Take down each entry exactly as written.
[Start of Attachment]
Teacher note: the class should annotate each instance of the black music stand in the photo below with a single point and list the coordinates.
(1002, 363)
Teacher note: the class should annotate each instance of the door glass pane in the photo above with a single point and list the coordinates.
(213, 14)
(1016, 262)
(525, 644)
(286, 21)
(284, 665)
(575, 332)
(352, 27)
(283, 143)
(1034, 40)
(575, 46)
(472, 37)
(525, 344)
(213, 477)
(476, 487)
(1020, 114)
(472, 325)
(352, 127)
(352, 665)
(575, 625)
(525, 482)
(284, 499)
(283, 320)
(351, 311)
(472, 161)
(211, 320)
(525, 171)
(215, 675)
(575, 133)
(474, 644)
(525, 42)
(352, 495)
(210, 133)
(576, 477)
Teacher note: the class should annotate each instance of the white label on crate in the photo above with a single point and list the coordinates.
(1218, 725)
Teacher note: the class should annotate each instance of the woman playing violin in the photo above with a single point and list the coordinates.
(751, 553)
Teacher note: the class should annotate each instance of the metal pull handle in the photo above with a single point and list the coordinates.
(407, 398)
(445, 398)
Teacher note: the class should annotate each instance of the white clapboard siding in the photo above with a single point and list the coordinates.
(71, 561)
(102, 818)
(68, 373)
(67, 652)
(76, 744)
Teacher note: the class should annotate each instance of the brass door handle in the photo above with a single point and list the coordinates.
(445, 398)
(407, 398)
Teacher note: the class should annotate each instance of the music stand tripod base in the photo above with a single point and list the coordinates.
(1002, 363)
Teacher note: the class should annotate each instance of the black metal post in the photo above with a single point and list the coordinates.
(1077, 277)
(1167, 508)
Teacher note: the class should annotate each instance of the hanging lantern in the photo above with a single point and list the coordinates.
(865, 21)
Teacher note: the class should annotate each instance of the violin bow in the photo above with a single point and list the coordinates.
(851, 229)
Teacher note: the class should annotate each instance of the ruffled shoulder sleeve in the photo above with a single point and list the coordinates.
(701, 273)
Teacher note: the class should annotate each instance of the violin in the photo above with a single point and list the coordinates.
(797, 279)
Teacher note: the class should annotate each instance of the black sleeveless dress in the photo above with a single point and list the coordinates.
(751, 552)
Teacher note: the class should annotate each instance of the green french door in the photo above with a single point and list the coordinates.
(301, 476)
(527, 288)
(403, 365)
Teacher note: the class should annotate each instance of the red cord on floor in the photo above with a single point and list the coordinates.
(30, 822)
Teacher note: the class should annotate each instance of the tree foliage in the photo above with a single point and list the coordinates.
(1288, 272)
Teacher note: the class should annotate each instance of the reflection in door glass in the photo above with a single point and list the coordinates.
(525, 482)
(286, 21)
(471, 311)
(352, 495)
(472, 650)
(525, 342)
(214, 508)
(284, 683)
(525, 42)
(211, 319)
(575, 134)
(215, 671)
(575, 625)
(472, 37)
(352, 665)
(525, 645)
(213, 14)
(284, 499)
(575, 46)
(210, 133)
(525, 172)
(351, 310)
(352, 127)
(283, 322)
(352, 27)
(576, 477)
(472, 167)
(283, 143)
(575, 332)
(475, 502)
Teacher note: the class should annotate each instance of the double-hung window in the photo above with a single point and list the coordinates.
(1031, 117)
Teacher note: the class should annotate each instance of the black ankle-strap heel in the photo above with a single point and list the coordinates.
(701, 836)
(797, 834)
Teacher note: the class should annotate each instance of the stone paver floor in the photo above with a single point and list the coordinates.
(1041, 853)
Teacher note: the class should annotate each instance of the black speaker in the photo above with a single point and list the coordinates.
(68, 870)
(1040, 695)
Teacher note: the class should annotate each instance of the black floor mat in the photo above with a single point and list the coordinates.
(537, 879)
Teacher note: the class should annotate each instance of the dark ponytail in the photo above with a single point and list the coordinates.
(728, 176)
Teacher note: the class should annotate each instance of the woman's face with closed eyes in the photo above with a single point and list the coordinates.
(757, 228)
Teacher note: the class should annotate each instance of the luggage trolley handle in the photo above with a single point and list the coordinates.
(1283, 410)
[End of Attachment]
**Exercise answer:**
Teacher note: the class should annotate each instance of the black music stand in the photo below with a single point and list the coordinates.
(1002, 363)
Teacher note: the class should annotate each instance of the door glass pane in the photo above with a single point and list the coordinates.
(213, 14)
(1016, 262)
(525, 644)
(286, 21)
(284, 665)
(575, 332)
(352, 27)
(283, 143)
(1034, 40)
(575, 46)
(472, 37)
(525, 344)
(213, 477)
(476, 487)
(1020, 114)
(472, 325)
(352, 127)
(352, 665)
(575, 625)
(525, 482)
(284, 499)
(283, 320)
(351, 311)
(472, 161)
(211, 320)
(525, 171)
(215, 675)
(575, 133)
(474, 644)
(525, 42)
(352, 495)
(210, 133)
(576, 477)
Teacher note: the class should annotate each instance of the white label on crate in the photo above with a single point and list the coordinates.
(1218, 725)
Teacher note: the class should annotate each instance of the woman playing violin in the photo above with a single point and list the coordinates.
(751, 553)
Teacher note: the class should annotate each instance of the metal pull handle in the photo above with a single point and list the coordinates.
(407, 398)
(445, 398)
Teacher note: the class should annotate each instance of the white clapboard siding in the photo above with a single point and list the coordinates.
(71, 561)
(102, 818)
(68, 373)
(67, 652)
(76, 744)
Teacher note: the class should annotate each instance of the brass door handle in the photo above with a single point and list the coordinates.
(445, 398)
(407, 398)
Teacher note: the class should annotate each instance of the music stand tripod base in the photo above with a single point and list the coordinates.
(1002, 363)
Teacher note: the class should annotate each instance of the black metal post in the photo above with a single point and list the coordinates.
(1077, 277)
(1167, 508)
Teacher note: the class should annotate each instance of the hanging lantern in the photo above with a single point and list the coordinates.
(865, 21)
Teacher note: the class should annotate each instance of the violin bow in the photo above with a single point and list the coordinates.
(851, 229)
Teacher note: the class should annotate each instance of the ruffled shoulder sleeve in the photo above with a single point and list the coordinates.
(701, 273)
Teacher note: the class should annotate each instance of the violin in the photo above with a single point and list the coordinates.
(797, 279)
Teacher note: the class should annotate each instance of the black sleeveless dress in the photo above with a single point and list the coordinates.
(751, 552)
Teacher note: the class should annotate each instance of the green french door in the photo above with a single point and list the coordinates.
(301, 476)
(527, 288)
(403, 365)
Teacher note: the class should annotate each instance of the red cord on floor in the photo above with a single point and list the coordinates.
(30, 822)
Teacher note: the class should annotate each instance of the tree foliage in the photo above with a single point and list the coordinates.
(1288, 272)
Teacher note: the class should annotate each instance of the reflection in door glass in the photo above with a single point and list the coordinates.
(525, 482)
(286, 21)
(471, 311)
(352, 495)
(472, 650)
(525, 342)
(214, 508)
(284, 683)
(525, 42)
(211, 319)
(575, 134)
(215, 671)
(575, 625)
(472, 37)
(352, 665)
(525, 645)
(213, 14)
(284, 499)
(575, 46)
(210, 133)
(525, 172)
(351, 310)
(352, 127)
(283, 322)
(352, 27)
(576, 477)
(472, 167)
(283, 143)
(575, 332)
(475, 502)
Teacher note: the class should annotate each instance of the double-hung window in the photo above with a single point and list the coordinates.
(1031, 117)
Teacher note: the class should annotate each instance of the black ankle-strap heel in the photo above with a single point and list the coordinates.
(701, 836)
(797, 834)
Teacher note: the class should annotate each instance of the stone paver floor in the photo above with a single point and list the coordinates.
(1041, 853)
Teacher note: the class should annotate each instance of the black speaker in the photo above with a single point and list the coordinates.
(68, 870)
(1040, 695)
Teacher note: the class should annotate each instance of the black floor mat in the photo above with a single point and list the coordinates.
(537, 879)
Teacher note: the class should annotate each instance of the dark ponytail in the photo above with a single point and list the coordinates.
(728, 176)
Teacher note: the class should annotate each instance of the woman's face with closed eyes in the photo above with a single point and list the coordinates.
(757, 228)
Teacher note: the class should annotate each instance of the luggage trolley handle in the photo above with a single point and list the coordinates.
(1283, 410)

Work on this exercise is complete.